WHAT YOU WILL DO → Lines before the one containing "the cat's ear" are left out; copy that line and every later line through the end of the data exactly.

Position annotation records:
——

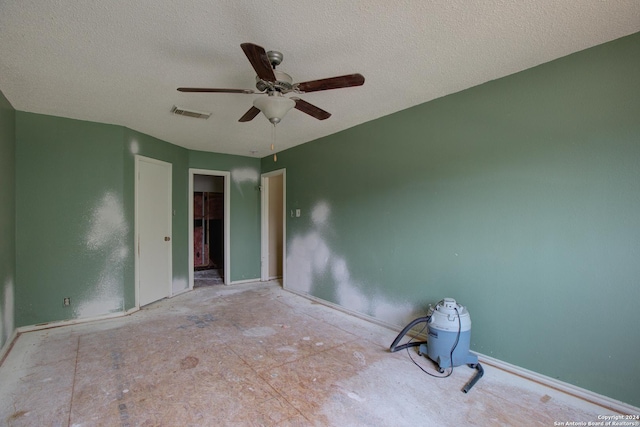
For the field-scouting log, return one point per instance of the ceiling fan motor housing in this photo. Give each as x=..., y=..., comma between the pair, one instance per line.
x=283, y=83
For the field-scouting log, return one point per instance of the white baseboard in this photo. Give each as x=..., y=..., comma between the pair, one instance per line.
x=579, y=392
x=8, y=344
x=570, y=389
x=69, y=322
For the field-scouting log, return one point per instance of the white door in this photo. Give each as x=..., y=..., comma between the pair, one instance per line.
x=153, y=229
x=273, y=225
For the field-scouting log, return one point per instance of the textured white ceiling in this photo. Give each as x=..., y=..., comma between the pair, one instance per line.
x=120, y=61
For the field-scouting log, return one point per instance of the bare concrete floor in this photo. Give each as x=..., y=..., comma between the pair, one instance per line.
x=252, y=355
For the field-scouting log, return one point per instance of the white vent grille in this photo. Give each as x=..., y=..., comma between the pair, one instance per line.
x=190, y=113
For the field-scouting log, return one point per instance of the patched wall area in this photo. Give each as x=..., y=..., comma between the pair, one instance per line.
x=71, y=224
x=518, y=198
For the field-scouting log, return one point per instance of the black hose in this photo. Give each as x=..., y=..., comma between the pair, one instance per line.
x=475, y=378
x=394, y=345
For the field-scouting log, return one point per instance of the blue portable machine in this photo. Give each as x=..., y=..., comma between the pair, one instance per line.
x=448, y=338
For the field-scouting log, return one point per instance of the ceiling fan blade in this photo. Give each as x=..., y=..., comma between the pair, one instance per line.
x=259, y=61
x=214, y=90
x=348, y=80
x=311, y=109
x=249, y=115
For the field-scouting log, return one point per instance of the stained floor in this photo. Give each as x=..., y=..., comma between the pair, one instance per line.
x=210, y=277
x=253, y=355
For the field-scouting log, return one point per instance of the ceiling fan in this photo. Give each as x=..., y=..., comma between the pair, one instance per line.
x=276, y=84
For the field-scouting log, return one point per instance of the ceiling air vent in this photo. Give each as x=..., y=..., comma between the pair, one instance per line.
x=190, y=113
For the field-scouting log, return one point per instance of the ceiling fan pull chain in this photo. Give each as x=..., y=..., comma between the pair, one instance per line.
x=273, y=144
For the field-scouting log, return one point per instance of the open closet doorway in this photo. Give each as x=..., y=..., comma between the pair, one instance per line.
x=208, y=227
x=273, y=249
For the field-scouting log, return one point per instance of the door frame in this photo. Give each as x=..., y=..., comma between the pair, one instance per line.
x=227, y=215
x=137, y=159
x=264, y=222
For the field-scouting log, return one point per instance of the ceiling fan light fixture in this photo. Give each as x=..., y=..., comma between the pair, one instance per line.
x=274, y=107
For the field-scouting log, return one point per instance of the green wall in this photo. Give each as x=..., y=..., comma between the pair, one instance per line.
x=73, y=234
x=519, y=197
x=7, y=219
x=75, y=207
x=245, y=209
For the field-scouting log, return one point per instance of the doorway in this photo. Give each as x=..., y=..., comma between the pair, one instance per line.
x=153, y=260
x=273, y=201
x=208, y=227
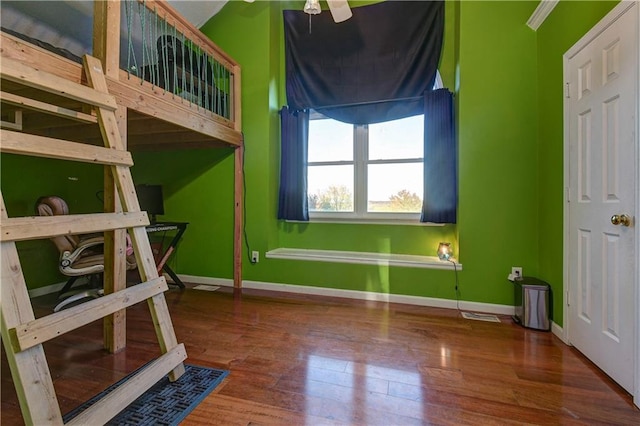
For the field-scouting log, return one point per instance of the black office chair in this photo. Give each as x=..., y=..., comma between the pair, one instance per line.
x=80, y=256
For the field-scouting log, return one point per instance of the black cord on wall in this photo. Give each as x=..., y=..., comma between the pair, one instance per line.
x=244, y=204
x=457, y=288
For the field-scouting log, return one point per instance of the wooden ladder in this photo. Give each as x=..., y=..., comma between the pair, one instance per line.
x=22, y=334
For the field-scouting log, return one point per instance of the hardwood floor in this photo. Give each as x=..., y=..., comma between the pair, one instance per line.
x=322, y=361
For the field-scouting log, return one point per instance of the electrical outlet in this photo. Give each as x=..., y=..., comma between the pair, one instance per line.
x=516, y=271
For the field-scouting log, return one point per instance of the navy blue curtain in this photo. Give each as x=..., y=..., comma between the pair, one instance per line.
x=294, y=133
x=386, y=51
x=440, y=199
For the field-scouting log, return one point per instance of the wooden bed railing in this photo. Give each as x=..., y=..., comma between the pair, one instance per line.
x=165, y=50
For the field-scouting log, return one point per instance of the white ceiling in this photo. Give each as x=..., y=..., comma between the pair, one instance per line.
x=68, y=24
x=198, y=12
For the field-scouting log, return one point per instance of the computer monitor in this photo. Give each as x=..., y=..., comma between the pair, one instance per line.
x=150, y=199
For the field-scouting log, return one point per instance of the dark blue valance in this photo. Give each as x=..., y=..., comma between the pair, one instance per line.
x=386, y=51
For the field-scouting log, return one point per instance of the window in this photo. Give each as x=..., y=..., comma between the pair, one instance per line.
x=365, y=172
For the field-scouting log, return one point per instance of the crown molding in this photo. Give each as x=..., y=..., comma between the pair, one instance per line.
x=540, y=14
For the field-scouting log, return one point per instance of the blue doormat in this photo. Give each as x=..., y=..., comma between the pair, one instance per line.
x=165, y=403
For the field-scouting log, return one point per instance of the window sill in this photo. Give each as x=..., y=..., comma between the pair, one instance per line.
x=345, y=221
x=363, y=258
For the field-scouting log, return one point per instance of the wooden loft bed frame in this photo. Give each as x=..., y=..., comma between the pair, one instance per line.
x=56, y=108
x=148, y=118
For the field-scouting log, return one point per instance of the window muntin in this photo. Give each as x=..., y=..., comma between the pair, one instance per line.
x=366, y=172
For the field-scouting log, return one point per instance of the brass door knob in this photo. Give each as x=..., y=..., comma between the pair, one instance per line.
x=622, y=219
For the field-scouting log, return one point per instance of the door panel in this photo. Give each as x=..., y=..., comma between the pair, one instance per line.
x=602, y=183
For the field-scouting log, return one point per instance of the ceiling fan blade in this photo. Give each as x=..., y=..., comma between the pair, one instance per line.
x=340, y=10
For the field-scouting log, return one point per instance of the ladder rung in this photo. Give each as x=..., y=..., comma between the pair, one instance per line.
x=40, y=227
x=118, y=399
x=35, y=105
x=40, y=146
x=15, y=71
x=46, y=328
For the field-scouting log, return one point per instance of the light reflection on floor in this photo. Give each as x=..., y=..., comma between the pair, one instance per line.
x=357, y=386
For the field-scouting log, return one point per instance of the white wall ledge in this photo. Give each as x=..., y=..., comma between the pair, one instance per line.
x=362, y=258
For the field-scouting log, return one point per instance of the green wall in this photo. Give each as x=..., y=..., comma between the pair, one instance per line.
x=569, y=21
x=498, y=159
x=507, y=81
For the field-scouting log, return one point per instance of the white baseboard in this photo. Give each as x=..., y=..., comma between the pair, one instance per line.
x=355, y=294
x=194, y=279
x=559, y=332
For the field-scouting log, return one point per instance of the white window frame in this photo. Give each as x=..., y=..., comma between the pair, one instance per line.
x=360, y=164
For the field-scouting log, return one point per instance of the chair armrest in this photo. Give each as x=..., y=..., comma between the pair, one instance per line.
x=67, y=258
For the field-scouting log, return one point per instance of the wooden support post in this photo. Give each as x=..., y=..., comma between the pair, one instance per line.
x=238, y=215
x=106, y=47
x=236, y=106
x=127, y=193
x=29, y=368
x=115, y=268
x=106, y=35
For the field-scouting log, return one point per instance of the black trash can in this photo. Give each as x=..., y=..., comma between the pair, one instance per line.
x=532, y=303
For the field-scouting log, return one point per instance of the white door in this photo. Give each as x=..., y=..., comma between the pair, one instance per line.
x=603, y=157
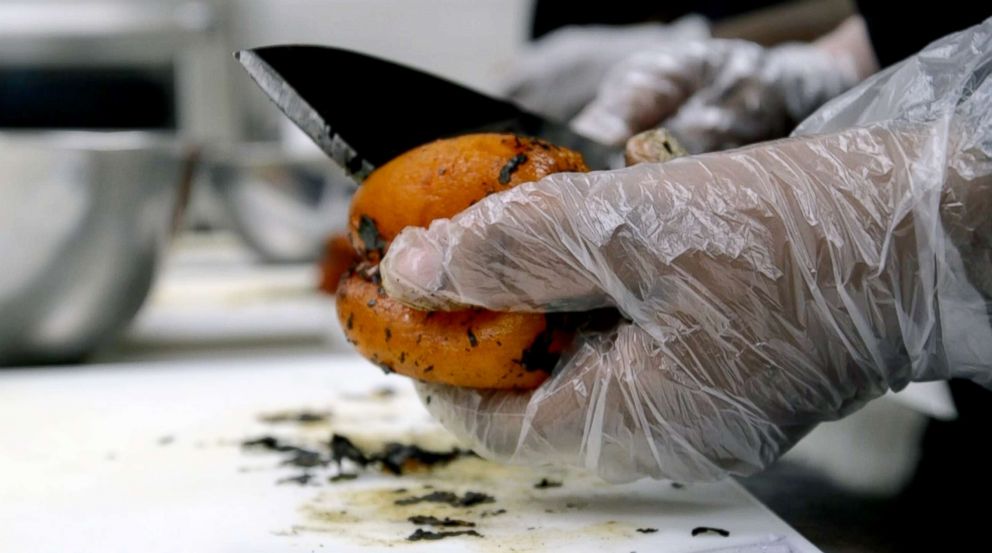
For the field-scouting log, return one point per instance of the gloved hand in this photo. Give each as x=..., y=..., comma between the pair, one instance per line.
x=715, y=94
x=560, y=73
x=766, y=289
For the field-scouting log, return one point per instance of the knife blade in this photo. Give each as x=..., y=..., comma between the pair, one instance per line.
x=363, y=111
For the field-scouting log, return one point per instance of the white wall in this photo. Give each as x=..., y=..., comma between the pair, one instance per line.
x=465, y=40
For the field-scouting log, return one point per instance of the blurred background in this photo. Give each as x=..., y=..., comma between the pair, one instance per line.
x=155, y=206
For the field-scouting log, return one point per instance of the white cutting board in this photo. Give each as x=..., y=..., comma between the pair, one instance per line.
x=145, y=457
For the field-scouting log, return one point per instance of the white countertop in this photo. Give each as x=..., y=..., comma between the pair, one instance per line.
x=141, y=451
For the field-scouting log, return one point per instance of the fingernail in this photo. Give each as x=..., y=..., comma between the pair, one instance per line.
x=412, y=269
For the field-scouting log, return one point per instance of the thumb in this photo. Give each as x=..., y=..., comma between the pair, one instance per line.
x=521, y=250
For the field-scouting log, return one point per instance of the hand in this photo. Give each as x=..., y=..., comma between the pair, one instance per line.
x=766, y=289
x=716, y=94
x=560, y=73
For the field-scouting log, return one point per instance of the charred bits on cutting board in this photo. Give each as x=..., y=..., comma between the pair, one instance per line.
x=701, y=530
x=545, y=483
x=511, y=167
x=302, y=417
x=304, y=458
x=301, y=457
x=470, y=499
x=301, y=479
x=422, y=535
x=395, y=458
x=428, y=520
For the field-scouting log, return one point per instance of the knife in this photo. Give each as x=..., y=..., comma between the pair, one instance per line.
x=363, y=111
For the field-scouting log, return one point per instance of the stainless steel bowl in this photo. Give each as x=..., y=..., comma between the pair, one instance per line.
x=283, y=205
x=84, y=217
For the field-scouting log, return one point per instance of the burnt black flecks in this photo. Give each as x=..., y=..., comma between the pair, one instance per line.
x=368, y=232
x=301, y=479
x=511, y=167
x=427, y=520
x=421, y=535
x=701, y=530
x=545, y=483
x=468, y=500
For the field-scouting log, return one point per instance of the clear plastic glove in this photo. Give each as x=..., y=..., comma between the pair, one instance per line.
x=560, y=73
x=716, y=94
x=766, y=289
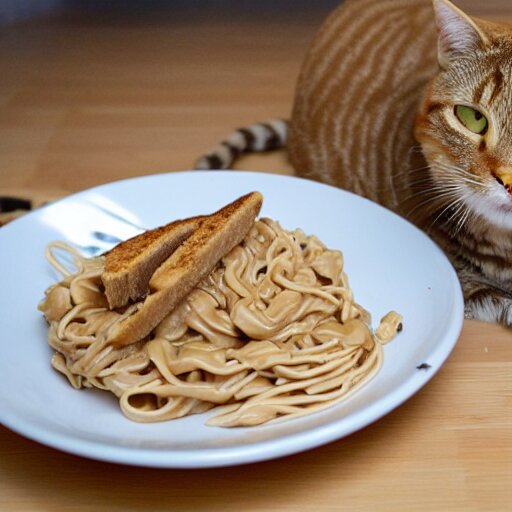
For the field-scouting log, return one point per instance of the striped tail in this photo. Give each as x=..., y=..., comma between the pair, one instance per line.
x=257, y=137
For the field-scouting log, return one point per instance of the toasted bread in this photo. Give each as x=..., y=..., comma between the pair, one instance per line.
x=194, y=259
x=130, y=265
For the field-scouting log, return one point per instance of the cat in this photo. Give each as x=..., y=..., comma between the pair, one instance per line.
x=409, y=103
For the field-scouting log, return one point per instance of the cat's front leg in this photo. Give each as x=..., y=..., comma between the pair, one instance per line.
x=487, y=303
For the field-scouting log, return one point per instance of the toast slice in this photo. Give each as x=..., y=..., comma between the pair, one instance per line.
x=130, y=264
x=194, y=259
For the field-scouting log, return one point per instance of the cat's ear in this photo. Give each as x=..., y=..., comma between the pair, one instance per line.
x=458, y=34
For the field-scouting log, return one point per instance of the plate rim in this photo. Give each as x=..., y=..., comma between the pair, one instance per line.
x=260, y=450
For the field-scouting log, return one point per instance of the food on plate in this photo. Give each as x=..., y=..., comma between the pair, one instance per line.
x=217, y=310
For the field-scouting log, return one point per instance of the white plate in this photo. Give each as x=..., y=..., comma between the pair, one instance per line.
x=390, y=264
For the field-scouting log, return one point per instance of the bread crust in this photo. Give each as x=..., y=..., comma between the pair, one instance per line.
x=130, y=265
x=215, y=236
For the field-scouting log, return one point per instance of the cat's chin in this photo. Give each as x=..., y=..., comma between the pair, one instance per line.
x=495, y=208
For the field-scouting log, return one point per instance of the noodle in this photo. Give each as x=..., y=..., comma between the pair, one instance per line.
x=273, y=331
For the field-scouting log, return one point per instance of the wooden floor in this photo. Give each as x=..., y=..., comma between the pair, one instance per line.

——

EXPECTED ANSWER →
For the field-scouting log, return one point per instance of the cat's ear in this photo. Give each as x=..., y=..., comma between the pair, one instance per line.
x=458, y=34
For the field-scouting log, return one point per instance of the plate rim in this photo. Give each as x=..., y=..., comma between the pair, one instance per line.
x=260, y=450
For the field-scouting log, return one point per instance of the food on plate in this photo. Give each as x=..., y=..., comma between the pair, one instance per line.
x=217, y=310
For the field-scouting log, return one point per instance of the white plate in this photo. Give each as x=..., y=..., comma between the pair, one instance per line.
x=390, y=264
For the field-scouting log, return one point per instance of the bread crust in this photo. Give each as x=..., y=..., comma between the pair, one instance per line.
x=130, y=265
x=215, y=236
For the field-scouting log, return one point per instance of the cat's chin in this photo. Give each as x=..., y=..., comma between the pair, one instance per line.
x=495, y=208
For the field-scouting log, return one point per instance of the noodle in this photo. Give each as x=..., y=..., comma between the pair, one instance per line.
x=273, y=331
For the field-scouting log, return one point per instance of the wooden floor in this photo. Give each as x=..., y=..., comma between the pair, one instance per line.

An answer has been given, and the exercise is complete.